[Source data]
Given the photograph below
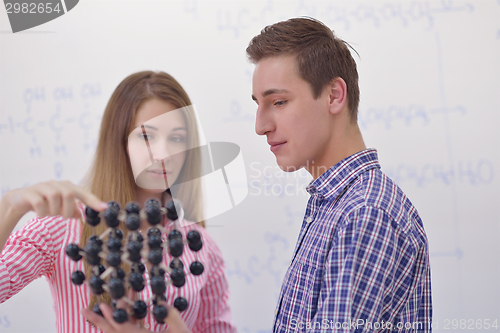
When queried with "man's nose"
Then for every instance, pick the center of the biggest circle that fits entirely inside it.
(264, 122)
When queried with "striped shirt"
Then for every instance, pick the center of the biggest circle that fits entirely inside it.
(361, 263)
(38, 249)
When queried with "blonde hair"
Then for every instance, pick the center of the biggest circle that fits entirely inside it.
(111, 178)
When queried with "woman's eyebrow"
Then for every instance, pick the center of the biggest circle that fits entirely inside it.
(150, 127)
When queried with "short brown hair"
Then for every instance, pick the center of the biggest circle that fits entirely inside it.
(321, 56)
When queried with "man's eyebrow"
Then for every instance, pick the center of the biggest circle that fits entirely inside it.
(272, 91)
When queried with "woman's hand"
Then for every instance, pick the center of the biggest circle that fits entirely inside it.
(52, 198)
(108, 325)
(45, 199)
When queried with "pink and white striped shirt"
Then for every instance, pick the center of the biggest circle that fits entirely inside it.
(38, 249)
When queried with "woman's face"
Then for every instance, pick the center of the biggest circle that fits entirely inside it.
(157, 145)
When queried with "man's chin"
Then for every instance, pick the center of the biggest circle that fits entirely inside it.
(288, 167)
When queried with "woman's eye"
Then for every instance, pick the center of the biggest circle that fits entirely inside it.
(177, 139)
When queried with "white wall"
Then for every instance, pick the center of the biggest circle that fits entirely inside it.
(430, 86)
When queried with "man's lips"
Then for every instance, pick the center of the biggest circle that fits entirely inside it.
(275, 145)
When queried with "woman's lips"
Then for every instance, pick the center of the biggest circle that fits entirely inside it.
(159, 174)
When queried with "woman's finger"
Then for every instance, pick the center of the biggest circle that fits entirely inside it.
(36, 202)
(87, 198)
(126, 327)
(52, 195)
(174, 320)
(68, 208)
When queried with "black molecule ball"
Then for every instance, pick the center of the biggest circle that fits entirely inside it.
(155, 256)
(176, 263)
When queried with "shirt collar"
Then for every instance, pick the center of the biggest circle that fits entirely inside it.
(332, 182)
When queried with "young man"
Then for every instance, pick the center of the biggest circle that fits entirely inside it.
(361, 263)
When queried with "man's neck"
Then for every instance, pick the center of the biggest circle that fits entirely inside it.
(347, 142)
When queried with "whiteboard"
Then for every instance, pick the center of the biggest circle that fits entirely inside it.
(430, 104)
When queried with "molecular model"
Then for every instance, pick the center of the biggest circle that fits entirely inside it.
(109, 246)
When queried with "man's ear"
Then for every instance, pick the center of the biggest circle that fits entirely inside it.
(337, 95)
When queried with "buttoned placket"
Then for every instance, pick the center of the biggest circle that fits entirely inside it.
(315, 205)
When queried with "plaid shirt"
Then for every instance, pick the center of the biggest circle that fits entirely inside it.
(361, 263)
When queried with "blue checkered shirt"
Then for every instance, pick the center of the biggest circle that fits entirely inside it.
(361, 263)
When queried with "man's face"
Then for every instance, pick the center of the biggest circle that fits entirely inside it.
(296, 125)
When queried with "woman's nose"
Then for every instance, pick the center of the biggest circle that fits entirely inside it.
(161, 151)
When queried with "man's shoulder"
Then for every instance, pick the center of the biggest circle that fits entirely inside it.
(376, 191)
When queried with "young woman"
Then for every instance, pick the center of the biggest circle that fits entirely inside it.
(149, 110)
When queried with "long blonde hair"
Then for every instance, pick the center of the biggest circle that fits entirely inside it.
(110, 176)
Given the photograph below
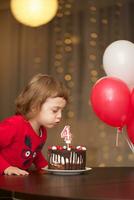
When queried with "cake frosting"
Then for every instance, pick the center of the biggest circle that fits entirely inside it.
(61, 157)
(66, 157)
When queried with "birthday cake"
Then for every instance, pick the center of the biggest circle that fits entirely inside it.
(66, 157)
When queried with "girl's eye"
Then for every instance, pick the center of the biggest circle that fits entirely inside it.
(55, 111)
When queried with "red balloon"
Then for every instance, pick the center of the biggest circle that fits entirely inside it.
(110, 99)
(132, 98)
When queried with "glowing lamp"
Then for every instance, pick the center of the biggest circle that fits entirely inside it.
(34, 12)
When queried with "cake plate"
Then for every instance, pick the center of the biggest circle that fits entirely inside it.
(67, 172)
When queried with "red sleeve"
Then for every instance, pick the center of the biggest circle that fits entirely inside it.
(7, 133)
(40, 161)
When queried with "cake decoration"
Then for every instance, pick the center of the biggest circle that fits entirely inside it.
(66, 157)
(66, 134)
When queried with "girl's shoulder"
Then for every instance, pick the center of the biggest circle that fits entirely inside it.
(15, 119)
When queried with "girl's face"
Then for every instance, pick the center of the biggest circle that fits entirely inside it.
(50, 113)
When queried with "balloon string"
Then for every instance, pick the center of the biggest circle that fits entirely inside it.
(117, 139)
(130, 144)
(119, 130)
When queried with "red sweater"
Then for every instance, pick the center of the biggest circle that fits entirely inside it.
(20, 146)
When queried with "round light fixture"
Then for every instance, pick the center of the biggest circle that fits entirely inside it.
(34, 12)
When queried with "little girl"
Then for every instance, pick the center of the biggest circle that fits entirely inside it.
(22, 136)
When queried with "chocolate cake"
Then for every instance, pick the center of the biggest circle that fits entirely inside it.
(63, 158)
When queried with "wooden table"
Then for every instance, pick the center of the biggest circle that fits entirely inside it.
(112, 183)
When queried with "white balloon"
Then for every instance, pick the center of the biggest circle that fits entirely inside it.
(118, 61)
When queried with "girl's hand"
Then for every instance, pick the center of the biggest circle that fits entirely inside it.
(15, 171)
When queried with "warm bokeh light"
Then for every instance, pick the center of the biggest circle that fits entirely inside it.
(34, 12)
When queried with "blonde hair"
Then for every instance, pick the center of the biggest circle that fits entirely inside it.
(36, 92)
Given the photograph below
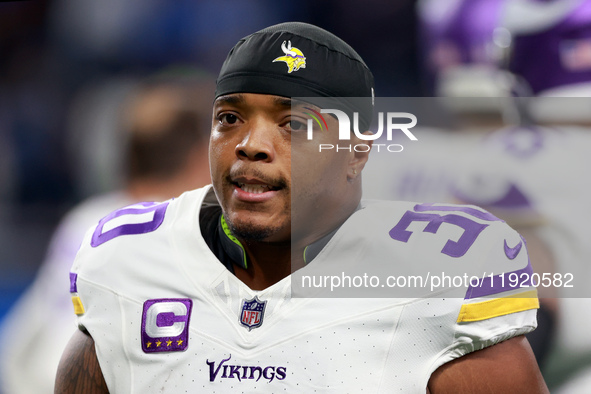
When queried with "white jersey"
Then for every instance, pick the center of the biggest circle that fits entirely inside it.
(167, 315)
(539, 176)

--

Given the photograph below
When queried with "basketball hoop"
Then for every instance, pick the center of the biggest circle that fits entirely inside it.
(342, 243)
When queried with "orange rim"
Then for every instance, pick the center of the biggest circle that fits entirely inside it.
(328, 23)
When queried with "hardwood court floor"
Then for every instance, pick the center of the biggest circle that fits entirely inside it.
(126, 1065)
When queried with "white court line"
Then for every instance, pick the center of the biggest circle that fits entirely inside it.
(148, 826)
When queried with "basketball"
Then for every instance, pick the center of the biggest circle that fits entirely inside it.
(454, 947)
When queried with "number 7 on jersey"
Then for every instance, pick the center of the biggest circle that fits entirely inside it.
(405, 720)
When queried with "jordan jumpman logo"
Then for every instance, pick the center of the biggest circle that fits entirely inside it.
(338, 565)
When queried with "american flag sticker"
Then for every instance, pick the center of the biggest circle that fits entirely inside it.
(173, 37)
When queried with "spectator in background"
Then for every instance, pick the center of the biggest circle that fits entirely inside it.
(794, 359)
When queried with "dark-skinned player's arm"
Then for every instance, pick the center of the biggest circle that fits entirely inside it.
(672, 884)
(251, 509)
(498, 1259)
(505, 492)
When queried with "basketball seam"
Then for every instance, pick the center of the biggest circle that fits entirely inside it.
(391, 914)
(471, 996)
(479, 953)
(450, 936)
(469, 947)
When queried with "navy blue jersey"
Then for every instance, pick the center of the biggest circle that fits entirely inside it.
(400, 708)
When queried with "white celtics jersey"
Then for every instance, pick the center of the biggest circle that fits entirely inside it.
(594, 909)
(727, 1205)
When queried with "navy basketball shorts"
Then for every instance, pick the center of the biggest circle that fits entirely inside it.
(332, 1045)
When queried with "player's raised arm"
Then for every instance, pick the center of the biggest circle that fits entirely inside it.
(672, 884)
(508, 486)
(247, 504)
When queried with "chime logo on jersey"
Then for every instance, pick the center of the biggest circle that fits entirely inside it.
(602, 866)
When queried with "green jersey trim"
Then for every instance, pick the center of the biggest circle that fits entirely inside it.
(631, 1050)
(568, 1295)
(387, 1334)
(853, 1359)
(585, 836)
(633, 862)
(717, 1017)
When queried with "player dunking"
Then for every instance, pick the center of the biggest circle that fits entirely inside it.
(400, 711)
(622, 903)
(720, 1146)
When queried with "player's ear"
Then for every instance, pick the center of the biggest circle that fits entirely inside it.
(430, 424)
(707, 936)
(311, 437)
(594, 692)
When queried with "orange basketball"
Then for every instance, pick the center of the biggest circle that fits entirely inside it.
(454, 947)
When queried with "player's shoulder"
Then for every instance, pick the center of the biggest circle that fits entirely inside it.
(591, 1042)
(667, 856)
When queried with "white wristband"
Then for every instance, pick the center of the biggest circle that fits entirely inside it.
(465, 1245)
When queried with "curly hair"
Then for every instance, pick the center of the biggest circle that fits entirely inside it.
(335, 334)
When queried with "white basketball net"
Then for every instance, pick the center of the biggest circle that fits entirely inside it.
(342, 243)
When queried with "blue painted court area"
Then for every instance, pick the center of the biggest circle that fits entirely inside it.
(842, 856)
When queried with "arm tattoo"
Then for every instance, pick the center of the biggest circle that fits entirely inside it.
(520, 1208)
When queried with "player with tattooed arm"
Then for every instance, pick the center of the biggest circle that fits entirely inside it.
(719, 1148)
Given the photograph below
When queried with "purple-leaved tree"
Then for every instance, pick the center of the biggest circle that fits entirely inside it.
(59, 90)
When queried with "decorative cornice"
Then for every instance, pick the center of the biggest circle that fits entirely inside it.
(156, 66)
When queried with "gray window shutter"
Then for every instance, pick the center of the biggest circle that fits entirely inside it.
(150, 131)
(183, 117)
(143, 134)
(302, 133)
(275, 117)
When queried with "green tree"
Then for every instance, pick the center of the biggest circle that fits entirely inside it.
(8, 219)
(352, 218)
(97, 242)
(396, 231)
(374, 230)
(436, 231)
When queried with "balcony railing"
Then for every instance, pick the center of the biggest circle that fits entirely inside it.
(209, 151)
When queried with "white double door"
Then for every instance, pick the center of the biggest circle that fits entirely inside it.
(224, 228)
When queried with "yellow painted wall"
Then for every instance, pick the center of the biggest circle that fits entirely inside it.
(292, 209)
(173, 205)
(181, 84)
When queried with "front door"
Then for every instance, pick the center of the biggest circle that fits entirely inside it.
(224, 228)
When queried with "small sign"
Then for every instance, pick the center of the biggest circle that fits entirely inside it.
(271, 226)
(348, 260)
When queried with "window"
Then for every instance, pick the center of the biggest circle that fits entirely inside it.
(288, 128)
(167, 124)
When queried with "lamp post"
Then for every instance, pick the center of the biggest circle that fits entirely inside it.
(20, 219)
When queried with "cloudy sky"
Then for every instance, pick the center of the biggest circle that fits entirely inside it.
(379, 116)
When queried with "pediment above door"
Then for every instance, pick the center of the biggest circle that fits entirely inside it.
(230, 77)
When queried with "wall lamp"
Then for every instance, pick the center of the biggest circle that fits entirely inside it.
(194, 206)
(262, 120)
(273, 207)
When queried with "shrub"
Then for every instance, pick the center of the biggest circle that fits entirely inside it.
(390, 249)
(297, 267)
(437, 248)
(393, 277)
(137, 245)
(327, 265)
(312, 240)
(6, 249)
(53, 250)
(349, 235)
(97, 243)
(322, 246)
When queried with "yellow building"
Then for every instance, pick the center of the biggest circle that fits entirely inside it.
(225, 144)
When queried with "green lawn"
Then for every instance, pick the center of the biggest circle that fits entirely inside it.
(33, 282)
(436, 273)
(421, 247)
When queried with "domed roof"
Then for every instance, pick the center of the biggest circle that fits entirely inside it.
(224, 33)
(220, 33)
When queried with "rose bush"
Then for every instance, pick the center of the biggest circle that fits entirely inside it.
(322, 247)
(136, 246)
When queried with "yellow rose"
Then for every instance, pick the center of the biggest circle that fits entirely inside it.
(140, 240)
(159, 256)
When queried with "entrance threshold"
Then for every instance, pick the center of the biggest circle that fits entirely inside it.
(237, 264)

==

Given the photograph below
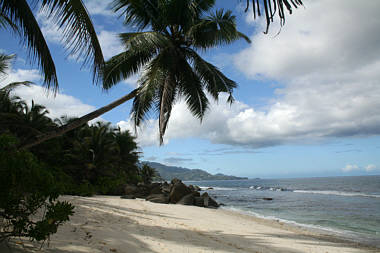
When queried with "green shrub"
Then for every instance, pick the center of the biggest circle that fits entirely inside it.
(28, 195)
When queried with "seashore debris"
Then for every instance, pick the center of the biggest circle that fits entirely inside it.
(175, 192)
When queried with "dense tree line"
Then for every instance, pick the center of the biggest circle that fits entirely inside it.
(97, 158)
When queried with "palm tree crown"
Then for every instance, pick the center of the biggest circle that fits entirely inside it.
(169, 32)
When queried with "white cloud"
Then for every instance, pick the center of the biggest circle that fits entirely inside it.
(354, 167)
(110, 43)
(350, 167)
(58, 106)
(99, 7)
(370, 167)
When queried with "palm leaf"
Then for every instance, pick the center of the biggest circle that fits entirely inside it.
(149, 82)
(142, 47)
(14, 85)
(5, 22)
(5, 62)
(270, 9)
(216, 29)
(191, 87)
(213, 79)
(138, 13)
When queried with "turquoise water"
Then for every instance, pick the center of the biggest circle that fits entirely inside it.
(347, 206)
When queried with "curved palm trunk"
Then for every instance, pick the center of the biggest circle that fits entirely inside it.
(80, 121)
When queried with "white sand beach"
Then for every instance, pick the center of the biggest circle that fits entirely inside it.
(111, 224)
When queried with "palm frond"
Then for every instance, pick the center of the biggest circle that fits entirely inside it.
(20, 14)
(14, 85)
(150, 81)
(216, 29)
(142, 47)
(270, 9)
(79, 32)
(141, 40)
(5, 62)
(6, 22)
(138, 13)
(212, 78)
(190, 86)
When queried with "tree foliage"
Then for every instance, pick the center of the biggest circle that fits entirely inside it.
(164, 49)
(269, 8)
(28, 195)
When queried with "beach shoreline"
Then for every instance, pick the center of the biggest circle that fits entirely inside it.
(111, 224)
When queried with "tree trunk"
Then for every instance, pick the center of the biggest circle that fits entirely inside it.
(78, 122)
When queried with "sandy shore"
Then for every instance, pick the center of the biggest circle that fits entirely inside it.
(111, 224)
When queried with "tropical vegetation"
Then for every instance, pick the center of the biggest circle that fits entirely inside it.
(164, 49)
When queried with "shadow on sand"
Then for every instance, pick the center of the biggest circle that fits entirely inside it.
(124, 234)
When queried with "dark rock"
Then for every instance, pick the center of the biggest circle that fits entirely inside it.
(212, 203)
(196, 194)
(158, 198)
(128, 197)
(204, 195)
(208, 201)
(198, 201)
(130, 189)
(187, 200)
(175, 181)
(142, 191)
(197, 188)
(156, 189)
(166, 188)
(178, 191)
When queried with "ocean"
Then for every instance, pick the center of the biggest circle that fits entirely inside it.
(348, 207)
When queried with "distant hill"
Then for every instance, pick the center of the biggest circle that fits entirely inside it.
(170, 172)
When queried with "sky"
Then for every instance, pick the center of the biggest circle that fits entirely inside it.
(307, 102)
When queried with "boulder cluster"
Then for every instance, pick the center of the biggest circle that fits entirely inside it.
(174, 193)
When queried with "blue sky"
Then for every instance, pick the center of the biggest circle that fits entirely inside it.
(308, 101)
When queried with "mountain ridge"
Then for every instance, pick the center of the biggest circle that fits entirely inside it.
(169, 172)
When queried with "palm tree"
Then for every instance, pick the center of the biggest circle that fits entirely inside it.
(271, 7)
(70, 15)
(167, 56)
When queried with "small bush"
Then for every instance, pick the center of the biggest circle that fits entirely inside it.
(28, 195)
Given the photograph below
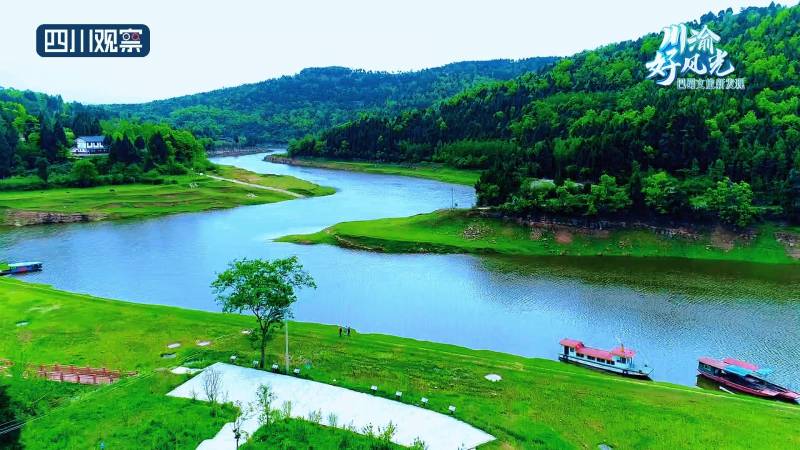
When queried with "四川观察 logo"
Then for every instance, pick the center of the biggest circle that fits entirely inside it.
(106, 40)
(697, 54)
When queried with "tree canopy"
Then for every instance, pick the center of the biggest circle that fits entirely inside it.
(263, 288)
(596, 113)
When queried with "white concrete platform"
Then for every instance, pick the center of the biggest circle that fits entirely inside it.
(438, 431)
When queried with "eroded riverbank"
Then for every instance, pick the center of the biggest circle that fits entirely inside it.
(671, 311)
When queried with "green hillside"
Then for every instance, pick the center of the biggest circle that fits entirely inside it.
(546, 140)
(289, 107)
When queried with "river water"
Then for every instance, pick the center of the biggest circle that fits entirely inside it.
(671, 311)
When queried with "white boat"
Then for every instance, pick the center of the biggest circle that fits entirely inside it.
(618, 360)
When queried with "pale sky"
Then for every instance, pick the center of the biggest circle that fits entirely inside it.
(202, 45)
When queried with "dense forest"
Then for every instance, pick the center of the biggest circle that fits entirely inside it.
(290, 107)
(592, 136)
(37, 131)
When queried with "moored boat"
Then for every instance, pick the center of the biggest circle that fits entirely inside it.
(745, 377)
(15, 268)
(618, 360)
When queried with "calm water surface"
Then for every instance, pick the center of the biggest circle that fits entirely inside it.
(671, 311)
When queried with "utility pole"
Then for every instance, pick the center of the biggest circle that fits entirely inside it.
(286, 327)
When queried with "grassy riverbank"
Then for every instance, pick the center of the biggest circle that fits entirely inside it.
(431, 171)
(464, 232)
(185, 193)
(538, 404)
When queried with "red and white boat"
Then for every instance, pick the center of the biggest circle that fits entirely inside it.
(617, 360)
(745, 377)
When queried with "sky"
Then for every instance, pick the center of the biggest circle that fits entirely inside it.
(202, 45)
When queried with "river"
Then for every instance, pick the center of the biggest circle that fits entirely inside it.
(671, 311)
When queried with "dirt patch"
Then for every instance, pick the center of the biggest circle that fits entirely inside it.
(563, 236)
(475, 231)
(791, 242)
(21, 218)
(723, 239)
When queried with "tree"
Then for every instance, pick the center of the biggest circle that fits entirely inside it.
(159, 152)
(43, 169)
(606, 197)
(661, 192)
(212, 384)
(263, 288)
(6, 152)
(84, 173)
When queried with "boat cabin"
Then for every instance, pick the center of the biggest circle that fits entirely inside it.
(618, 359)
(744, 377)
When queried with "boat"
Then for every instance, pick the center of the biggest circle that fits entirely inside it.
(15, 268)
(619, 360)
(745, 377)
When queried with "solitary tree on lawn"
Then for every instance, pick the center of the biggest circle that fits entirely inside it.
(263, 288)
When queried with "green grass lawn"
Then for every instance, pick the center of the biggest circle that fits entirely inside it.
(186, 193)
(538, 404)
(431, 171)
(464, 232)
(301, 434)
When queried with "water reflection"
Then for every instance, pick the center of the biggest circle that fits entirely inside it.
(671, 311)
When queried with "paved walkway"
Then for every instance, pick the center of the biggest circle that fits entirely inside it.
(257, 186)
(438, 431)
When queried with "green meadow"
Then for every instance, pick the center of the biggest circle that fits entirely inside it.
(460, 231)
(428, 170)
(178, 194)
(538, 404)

YOUR OBJECTIVE
Show each line of the records above that contains the word "striped". Case counts.

ANSWER BELOW
When queried with "striped shirt"
When queried with "pink and white striped shirt"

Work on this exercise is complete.